_THINGS TO DO_.
A – From the article about the suspected cougar sighting, quote everything from "But based on" down to "Mankato police officer.".
B – In the article about the suspected cougar sighting, how many reports has the DNR received so far in 2012?

When Department of Natural Resources Wildlife Supervisor Joe Stangel first saw the photo of what he was told might be a cougar near Seven Mile Creek Park, he wasn't sure if what he was seeing was the real thing.
But based on experience and south-central Minnesota's history of no officially confirmed cougar sightings, he had a hunch.
He needed more evidence to render a decision, so he asked the trail camera owners for more images so he could get a sense of scale. When they provided a photo of a fawn also caught by the trail camera, well ...
"It became very obvious it was a large domestic house cat," Stangel said.
The false alarm is the latest in the region's long history of wondering if that thing someone saw might have been a cougar.
Stangel says cougars probably come through from time to time. Several years ago, a rash of sightings included one supposedly by a North Mankato police officer.
As for substantiated sightings -- which is to say sightings with verifiable proof, such as photographs or video -- Stangel says there are still none.
And he's not alone.
The Cougar Network, a nonprofit that studies cougar-habitat relationships, keeps a running tally of confirmed sightings on its website. Its criteria for confirmation is rigid: So-called Class 1 confirmations require the carcass of a dead cougar or photographic or DNA evidence such as hair. Class 2 requires tracks verified by a trained professional or some other tangible evidence such as
prey carcasses, microscopic hair recognition or "a thin-layer chromatography of scat."Since the 1990s, when the network began keeping track, there have been no Class 1 or Class 2 sightings in the nine-county area.
Still, Stangel says reports come in periodically. So far in 2012, Stangel says the DNR has received five reports. Oddly, one of the five this year came in as a black panther sighting, though unless one escaped from a zoo, Stangel says that possibility is extremely remote. The closest possible large cat that could be mistaken for a black panther, he said, may be a jaguar. But those are rare as well and reside mostly only in the extreme southwest part of the country near Mexico.

_GIVEN DATA_.
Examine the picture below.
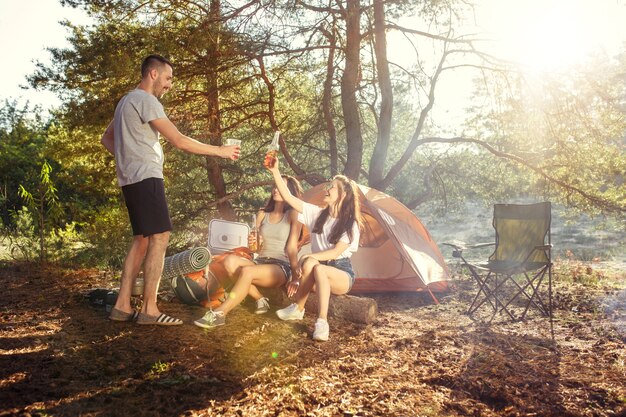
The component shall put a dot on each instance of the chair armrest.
(458, 247)
(481, 245)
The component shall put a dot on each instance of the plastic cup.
(231, 142)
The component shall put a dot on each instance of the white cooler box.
(225, 235)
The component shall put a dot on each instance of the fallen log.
(347, 307)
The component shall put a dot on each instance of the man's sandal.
(161, 320)
(117, 315)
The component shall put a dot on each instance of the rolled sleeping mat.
(191, 260)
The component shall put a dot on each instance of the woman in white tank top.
(279, 230)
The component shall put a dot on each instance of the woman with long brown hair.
(280, 231)
(335, 232)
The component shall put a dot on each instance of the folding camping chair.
(520, 262)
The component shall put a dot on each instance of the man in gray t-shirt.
(133, 137)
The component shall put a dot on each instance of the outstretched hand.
(271, 163)
(230, 152)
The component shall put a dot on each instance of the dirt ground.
(59, 356)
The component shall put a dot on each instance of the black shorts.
(147, 208)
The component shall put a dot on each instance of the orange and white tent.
(396, 251)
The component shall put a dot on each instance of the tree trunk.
(349, 82)
(379, 156)
(213, 168)
(327, 100)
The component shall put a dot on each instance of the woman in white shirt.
(280, 231)
(335, 232)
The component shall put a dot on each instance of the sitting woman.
(279, 232)
(335, 233)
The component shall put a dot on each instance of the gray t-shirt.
(138, 152)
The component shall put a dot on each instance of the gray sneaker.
(262, 306)
(211, 319)
(291, 312)
(321, 331)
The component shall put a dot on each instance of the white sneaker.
(321, 331)
(262, 306)
(211, 319)
(291, 312)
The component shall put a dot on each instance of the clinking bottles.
(272, 151)
(253, 239)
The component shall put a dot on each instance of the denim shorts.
(342, 264)
(284, 266)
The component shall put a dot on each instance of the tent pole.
(432, 295)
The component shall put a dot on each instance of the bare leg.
(307, 282)
(153, 267)
(267, 276)
(233, 263)
(132, 265)
(254, 292)
(329, 280)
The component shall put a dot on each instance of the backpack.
(190, 288)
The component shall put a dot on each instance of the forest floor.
(60, 356)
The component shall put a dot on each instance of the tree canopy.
(344, 98)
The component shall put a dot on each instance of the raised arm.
(291, 247)
(289, 198)
(108, 139)
(171, 133)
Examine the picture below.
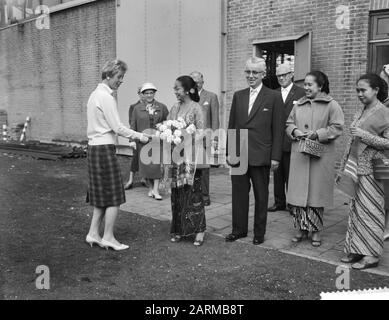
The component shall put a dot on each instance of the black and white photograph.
(199, 156)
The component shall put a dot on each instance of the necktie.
(284, 94)
(115, 95)
(252, 99)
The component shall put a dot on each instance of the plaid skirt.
(105, 180)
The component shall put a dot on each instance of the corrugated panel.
(161, 40)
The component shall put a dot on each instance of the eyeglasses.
(283, 75)
(253, 72)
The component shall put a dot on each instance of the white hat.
(284, 69)
(148, 86)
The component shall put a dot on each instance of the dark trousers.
(205, 183)
(281, 176)
(259, 178)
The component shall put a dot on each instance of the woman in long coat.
(144, 118)
(316, 116)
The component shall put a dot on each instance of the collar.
(257, 89)
(103, 86)
(321, 97)
(288, 88)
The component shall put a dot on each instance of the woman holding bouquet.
(188, 214)
(144, 118)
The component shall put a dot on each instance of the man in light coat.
(210, 104)
(290, 93)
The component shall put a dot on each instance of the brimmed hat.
(148, 86)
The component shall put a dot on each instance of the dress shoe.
(300, 237)
(91, 241)
(258, 241)
(233, 237)
(276, 208)
(113, 246)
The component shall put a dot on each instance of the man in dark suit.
(210, 104)
(259, 110)
(290, 94)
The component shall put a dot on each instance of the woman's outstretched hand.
(145, 138)
(356, 132)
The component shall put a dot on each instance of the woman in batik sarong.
(319, 117)
(369, 138)
(188, 214)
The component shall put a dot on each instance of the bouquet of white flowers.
(175, 132)
(172, 131)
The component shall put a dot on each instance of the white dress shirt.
(285, 91)
(103, 118)
(253, 96)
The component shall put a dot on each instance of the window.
(379, 41)
(295, 50)
(13, 11)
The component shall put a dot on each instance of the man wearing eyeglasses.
(290, 94)
(210, 105)
(259, 110)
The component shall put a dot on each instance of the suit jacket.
(294, 95)
(265, 125)
(210, 105)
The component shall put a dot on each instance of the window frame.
(375, 41)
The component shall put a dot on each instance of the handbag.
(311, 147)
(381, 169)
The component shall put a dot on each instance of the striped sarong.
(308, 219)
(366, 223)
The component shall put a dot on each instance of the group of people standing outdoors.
(276, 122)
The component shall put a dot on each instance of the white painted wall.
(163, 39)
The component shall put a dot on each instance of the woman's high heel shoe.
(115, 247)
(156, 196)
(91, 241)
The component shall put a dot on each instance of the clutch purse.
(381, 169)
(311, 147)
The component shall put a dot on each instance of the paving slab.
(280, 229)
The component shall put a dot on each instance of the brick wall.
(341, 54)
(49, 74)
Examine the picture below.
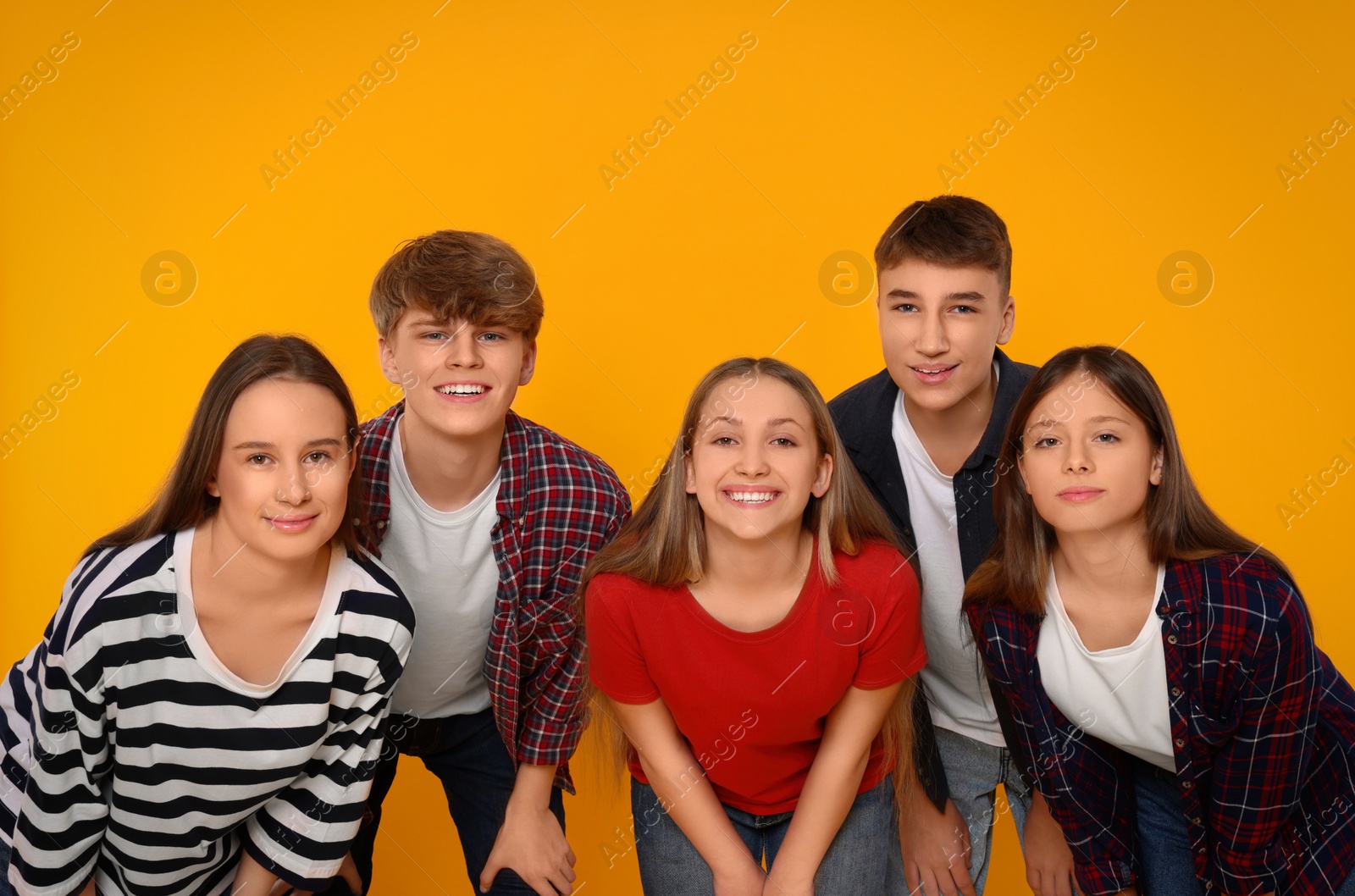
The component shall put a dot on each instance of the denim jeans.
(478, 774)
(855, 864)
(1167, 866)
(973, 772)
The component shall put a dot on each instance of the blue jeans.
(855, 864)
(1167, 866)
(973, 772)
(478, 774)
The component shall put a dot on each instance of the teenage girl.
(205, 709)
(751, 629)
(1182, 724)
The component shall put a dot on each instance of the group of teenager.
(820, 644)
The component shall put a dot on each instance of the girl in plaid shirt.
(1176, 713)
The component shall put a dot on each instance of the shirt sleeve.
(64, 815)
(893, 645)
(616, 661)
(304, 832)
(553, 722)
(1260, 770)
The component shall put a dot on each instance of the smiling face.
(1087, 464)
(755, 462)
(460, 379)
(938, 329)
(284, 472)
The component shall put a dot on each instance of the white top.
(953, 677)
(1118, 694)
(445, 563)
(153, 763)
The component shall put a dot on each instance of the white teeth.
(752, 498)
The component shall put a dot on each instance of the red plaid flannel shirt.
(557, 506)
(1264, 728)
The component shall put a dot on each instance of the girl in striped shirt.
(205, 709)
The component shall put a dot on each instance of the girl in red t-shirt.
(754, 632)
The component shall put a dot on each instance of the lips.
(291, 523)
(932, 374)
(1081, 494)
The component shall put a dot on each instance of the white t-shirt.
(445, 563)
(1118, 694)
(953, 677)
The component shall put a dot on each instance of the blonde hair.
(664, 543)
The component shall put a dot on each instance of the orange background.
(1170, 136)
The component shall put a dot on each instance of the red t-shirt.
(752, 705)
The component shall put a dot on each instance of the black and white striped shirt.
(129, 749)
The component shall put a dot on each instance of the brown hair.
(458, 274)
(1181, 525)
(950, 230)
(664, 541)
(183, 499)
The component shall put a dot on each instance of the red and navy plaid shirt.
(557, 506)
(1264, 728)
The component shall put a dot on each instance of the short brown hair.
(950, 230)
(458, 274)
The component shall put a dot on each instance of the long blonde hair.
(664, 543)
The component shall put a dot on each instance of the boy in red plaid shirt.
(487, 519)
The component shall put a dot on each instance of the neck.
(449, 471)
(236, 567)
(966, 419)
(758, 564)
(1114, 563)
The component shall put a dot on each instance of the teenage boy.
(926, 434)
(487, 521)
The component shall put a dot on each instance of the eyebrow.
(948, 297)
(254, 446)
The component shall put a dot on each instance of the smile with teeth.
(751, 498)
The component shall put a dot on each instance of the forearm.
(830, 792)
(252, 878)
(686, 794)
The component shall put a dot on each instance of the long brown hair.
(664, 543)
(183, 501)
(1179, 523)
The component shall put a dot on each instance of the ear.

_ANSWERS BELOW_.
A –
But based on experience and south-central Minnesota's history of no officially confirmed cougar sightings, he had a hunch.
He needed more evidence to render a decision, so he asked the trail camera owners for more images so he could get a sense of scale. When they provided a photo of a fawn also caught by the trail camera, well ...
"It became very obvious it was a large domestic house cat," Stangel said.
The false alarm is the latest in the region's long history of wondering if that thing someone saw might have been a cougar.
Stangel says cougars probably come through from time to time. Several years ago, a rash of sightings included one supposedly by a North Mankato police officer.

B – Five reports.